begin Input records
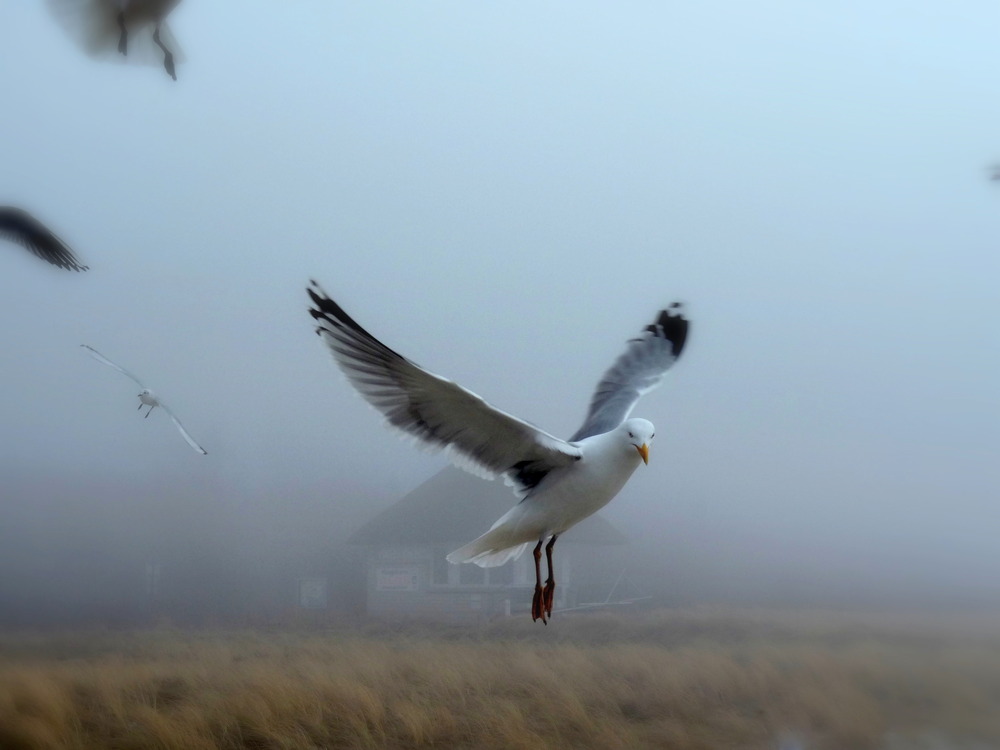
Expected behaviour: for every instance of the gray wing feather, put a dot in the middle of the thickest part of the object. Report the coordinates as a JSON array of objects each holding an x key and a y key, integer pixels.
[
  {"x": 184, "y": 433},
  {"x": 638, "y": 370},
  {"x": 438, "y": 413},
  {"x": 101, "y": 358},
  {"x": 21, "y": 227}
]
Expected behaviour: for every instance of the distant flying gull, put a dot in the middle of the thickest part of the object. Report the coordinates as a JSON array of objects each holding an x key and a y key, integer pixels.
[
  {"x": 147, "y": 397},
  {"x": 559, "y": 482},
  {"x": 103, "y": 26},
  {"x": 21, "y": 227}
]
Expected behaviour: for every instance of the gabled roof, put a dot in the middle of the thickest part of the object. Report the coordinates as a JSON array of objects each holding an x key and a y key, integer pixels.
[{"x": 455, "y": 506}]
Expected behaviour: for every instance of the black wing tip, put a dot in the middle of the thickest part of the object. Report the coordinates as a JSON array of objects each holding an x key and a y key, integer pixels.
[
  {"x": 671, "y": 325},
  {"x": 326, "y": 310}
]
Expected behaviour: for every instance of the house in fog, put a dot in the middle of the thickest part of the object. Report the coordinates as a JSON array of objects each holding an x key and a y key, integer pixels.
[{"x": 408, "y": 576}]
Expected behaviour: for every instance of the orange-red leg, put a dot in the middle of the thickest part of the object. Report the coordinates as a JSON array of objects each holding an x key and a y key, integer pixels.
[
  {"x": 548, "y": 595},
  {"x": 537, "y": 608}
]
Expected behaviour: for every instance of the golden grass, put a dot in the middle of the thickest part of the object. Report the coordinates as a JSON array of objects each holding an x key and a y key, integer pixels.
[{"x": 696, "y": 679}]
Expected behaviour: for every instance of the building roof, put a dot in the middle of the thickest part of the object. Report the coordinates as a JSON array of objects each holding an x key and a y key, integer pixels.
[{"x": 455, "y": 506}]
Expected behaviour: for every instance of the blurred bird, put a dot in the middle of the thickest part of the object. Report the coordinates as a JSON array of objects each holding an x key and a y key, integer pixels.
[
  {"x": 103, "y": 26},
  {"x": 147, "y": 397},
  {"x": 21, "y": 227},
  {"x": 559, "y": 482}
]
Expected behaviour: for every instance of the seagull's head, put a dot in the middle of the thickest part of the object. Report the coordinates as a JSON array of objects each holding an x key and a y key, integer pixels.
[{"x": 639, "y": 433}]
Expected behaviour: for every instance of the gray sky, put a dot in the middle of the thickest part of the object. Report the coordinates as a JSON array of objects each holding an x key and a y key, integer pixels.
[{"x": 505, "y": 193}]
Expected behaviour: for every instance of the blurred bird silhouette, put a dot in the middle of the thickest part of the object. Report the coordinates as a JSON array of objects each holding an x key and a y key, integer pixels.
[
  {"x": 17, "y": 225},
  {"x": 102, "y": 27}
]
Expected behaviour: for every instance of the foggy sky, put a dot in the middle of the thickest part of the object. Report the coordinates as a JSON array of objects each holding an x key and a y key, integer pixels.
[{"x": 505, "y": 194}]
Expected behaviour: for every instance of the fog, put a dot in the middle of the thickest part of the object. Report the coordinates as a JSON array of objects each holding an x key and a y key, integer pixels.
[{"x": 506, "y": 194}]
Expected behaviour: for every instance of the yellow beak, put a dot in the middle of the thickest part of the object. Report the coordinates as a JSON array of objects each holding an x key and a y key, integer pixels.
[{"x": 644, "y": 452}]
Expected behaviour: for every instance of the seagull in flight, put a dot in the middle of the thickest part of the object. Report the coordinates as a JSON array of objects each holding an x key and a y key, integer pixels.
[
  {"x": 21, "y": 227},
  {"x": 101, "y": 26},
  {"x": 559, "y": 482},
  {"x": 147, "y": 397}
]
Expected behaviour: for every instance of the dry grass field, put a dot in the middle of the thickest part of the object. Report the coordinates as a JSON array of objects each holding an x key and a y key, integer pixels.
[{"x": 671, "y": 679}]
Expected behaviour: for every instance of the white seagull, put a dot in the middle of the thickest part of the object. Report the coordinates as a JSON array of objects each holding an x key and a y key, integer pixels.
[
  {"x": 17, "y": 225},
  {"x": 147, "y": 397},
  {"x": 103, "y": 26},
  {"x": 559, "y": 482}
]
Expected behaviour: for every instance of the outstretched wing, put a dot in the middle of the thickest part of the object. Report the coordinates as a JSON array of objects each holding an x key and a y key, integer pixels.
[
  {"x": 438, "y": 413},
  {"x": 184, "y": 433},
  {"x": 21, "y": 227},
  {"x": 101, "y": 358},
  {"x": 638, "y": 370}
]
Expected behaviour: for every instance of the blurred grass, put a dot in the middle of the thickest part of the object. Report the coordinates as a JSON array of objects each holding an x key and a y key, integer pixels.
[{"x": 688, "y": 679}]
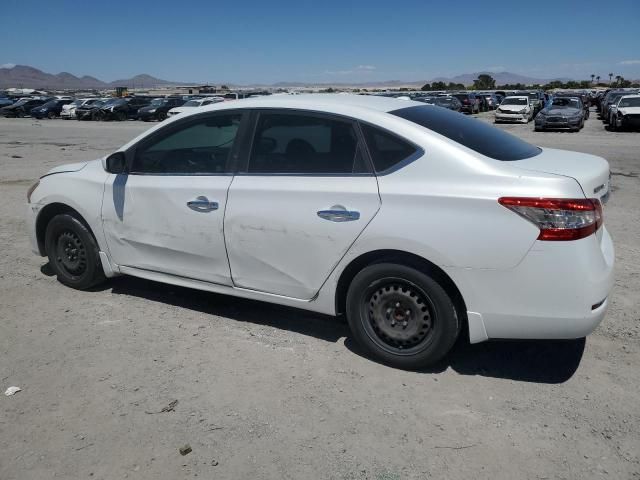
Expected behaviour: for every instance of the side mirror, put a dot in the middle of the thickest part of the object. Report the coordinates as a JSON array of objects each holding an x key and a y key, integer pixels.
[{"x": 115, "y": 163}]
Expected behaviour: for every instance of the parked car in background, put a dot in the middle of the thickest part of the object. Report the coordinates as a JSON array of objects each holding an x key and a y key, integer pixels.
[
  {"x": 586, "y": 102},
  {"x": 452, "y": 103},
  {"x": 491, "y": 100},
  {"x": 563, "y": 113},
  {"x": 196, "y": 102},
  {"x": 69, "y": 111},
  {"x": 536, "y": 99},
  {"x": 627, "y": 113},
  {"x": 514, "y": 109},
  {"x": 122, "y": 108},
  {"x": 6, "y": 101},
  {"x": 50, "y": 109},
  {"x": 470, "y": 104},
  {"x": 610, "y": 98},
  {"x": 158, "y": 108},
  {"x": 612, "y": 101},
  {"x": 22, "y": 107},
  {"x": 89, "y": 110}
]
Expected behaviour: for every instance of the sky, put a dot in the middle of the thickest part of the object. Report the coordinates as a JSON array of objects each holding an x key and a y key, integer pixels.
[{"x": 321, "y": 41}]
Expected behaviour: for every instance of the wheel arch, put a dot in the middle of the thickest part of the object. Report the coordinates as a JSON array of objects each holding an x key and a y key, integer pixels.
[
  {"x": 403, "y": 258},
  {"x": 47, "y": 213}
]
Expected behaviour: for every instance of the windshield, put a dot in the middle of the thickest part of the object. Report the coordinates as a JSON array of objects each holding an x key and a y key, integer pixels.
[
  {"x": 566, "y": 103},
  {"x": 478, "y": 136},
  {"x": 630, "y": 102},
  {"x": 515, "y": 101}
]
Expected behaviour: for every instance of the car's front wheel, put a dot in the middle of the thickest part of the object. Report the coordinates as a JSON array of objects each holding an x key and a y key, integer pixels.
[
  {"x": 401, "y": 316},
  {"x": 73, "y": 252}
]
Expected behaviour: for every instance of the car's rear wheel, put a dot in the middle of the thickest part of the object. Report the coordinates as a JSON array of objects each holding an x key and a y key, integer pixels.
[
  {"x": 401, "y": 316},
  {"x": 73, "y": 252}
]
end Input records
__Instructions to follow__:
Print out the lines exactly, skipping any picture.

__Exercise solution__:
Expected behaviour: for every instance of the gray wing feather, put a dot in the middle of the thickest part of the object. Report the coordinates as a JSON array of objects each holding an x key and a y key, integer pixels.
[
  {"x": 184, "y": 433},
  {"x": 638, "y": 370},
  {"x": 438, "y": 413},
  {"x": 101, "y": 358},
  {"x": 21, "y": 227}
]
Expected behaviour: for every instance of the distant flying gull, put a dot in the middle of the thickest part of the object. Report the coordinates as a JSON array of objects each holding an x key and a y key, integer pixels.
[
  {"x": 147, "y": 397},
  {"x": 559, "y": 482},
  {"x": 103, "y": 26},
  {"x": 21, "y": 227}
]
Expected behaviour: for every instance of the gabled roof, put a dot in the middle of the thickest part of the object. Report the coordinates as a JSON array of objects each holding an x key and a y key, integer pixels.
[{"x": 455, "y": 506}]
Expected behaviour: for every instance of the black wing tip, put a dot in the middle of the thickest part of the object. Report the coordinates as a JSON array of objects each holding an x key and a y key, integer pixels.
[
  {"x": 671, "y": 325},
  {"x": 326, "y": 310}
]
Expected behaviour: for every instance of the house in fog, put a dot in the middle of the thickest part of the object. Report the coordinates as a JSON array of objects each holding an x key and a y key, integer pixels.
[{"x": 408, "y": 576}]
Expected behaviour: for every instance of the orange-red leg, put a dot in the middle of the thickest part of the object. Report the coordinates as a JSON array of objects each holding an x key and a y key, integer pixels.
[
  {"x": 548, "y": 595},
  {"x": 537, "y": 608}
]
Expected behaviour: for every instance of the golden grass, put a dot in the middle of the thickest part of the object. Report the coordinates as a JSON array of objects each holding an x key and a y key, integer pixels.
[{"x": 696, "y": 679}]
Expected behaviour: for every instance of the building roof, put a dot in the middle of the thickest part of the object. Report the coordinates as a JSON array of objects each holding an x key and a y key, integer pixels.
[{"x": 455, "y": 506}]
Expected behaviour: for every instance of the blurred bird, put a dot in the middle of the thickest part of the object. Report the coordinates as a JSON array of objects each holding an x key and a y key, integer pixels.
[
  {"x": 103, "y": 26},
  {"x": 147, "y": 397},
  {"x": 21, "y": 227},
  {"x": 559, "y": 482}
]
Expected behaviour: for every instance of the seagull's head, put a dot in the middle of the thickest part of the object. Report the coordinates as a JSON array of objects each holding an x key and a y key, integer pixels.
[{"x": 639, "y": 433}]
Expected behaviour: for every instance of the gray sky, put a dot in the middle of the thickest part of the object. Report the coordinates as a JSON array of objects each holding an x key and a y key, integer pixels.
[{"x": 505, "y": 193}]
Expected behaviour: for every instance of the blurred bird silhouette, put a dot in the middle of the thickest part of the object. Report the coordinates as a JSON array of objects each holding an x key and a y key, integer pixels.
[
  {"x": 17, "y": 225},
  {"x": 102, "y": 27}
]
Expected behaviour: for every instance of the foggy sky, put a dot in the middle of the thickest part of the object. Report the coordinates as a JSON array of objects each holding an x key and a y key, integer pixels.
[{"x": 505, "y": 194}]
Expected behaviour: for every instance of the fog, put a dot in the middle of the thickest part of the object. Report the coordinates as a JSON array of objects each holding an x key and a y key, integer pixels.
[{"x": 506, "y": 194}]
Expected behaviour: for every instance of the yellow beak, put a dot in the middle of the thickest part of the object. Report the coordinates as a JSON array of objects each holding an x key and a y key, integer pixels.
[{"x": 644, "y": 452}]
Expected behaviour: for every instance of the seagull in flight, put a dot in the middle of the thickest part of the object. Report the coordinates as a JSON array of objects each holding an x key and a y key, integer pixels.
[
  {"x": 21, "y": 227},
  {"x": 101, "y": 26},
  {"x": 559, "y": 482},
  {"x": 147, "y": 397}
]
Expected behaviour: for every instance of the dry grass field, put a dot in the middle of the thickest part of the object. Report the coordinates as a JSON array of objects each holding an x key and a y key, integer pixels.
[{"x": 671, "y": 679}]
Expected behaviour: for every instance of the white seagull, put a dot in the middle of the thickest part of the object. Report the coordinates as a JSON array of objects each holding an x key and a y key, integer pixels.
[
  {"x": 17, "y": 225},
  {"x": 147, "y": 397},
  {"x": 103, "y": 26},
  {"x": 559, "y": 482}
]
Expected behaviour: for every instance of the outstretched wing, put a dot in the middle of the thickest part of the object. Report the coordinates as a JSON array of objects each holding an x key and a y key, integer pixels.
[
  {"x": 438, "y": 413},
  {"x": 184, "y": 433},
  {"x": 21, "y": 227},
  {"x": 101, "y": 358},
  {"x": 638, "y": 370}
]
Expected behaviour: for every instance of the blurred grass, put a dot in the middle of the thickest part of the object. Report the coordinates as a JSON array of objects each holding an x key and a y key, integer pixels.
[{"x": 688, "y": 679}]
Expected behaviour: for every instance of the side mirror, put a dot in the middle of the thickest part of the object. Report the coordinates as a JSON array of objects each holding an x key and a y key, integer pixels.
[{"x": 115, "y": 163}]
Expected behaviour: for every instance of the parked car in background, put a dot in the middle of the thickest part of the object. Report the coordinates as a JSON array of objects each holding an x key and a y key, integer pixels.
[
  {"x": 586, "y": 102},
  {"x": 452, "y": 103},
  {"x": 491, "y": 100},
  {"x": 563, "y": 113},
  {"x": 196, "y": 102},
  {"x": 69, "y": 111},
  {"x": 536, "y": 99},
  {"x": 627, "y": 113},
  {"x": 514, "y": 109},
  {"x": 122, "y": 108},
  {"x": 6, "y": 101},
  {"x": 50, "y": 109},
  {"x": 470, "y": 104},
  {"x": 610, "y": 98},
  {"x": 158, "y": 108},
  {"x": 612, "y": 101},
  {"x": 22, "y": 107},
  {"x": 89, "y": 110}
]
Expected behaviour: for every instance of the sky, put a dot in the middle of the thickest part of the object. Report the coordinates as a JSON array of objects each holding an x key and a y key, integer pixels.
[{"x": 321, "y": 41}]
Expected behaviour: for every instance of the wheel arch, put a dot in the middle of the thickest part of the object. Report the coordinates as a JSON array of objects each holding an x key and a y key, integer pixels.
[
  {"x": 403, "y": 258},
  {"x": 47, "y": 213}
]
Expected behaviour: for every instance of the windshield, put a dot in the middle of the thickest part of the object. Report the coordinates as a JSON array of objects each holding an x key and a y key, integer pixels.
[
  {"x": 566, "y": 103},
  {"x": 478, "y": 136},
  {"x": 630, "y": 102},
  {"x": 515, "y": 101}
]
Expected behaviour: for every instance of the car's front wheel, put a dot in the middle of the thickest part of the object. Report the coordinates as a JSON array of objects each holding an x key and a y key, integer pixels.
[
  {"x": 401, "y": 316},
  {"x": 73, "y": 252}
]
Expected behaviour: for every instance of the car's rear wheel, put a dot in the middle of the thickest part of the object. Report the coordinates as a JSON array of objects each holding an x key and a y key, integer pixels.
[
  {"x": 401, "y": 316},
  {"x": 73, "y": 252}
]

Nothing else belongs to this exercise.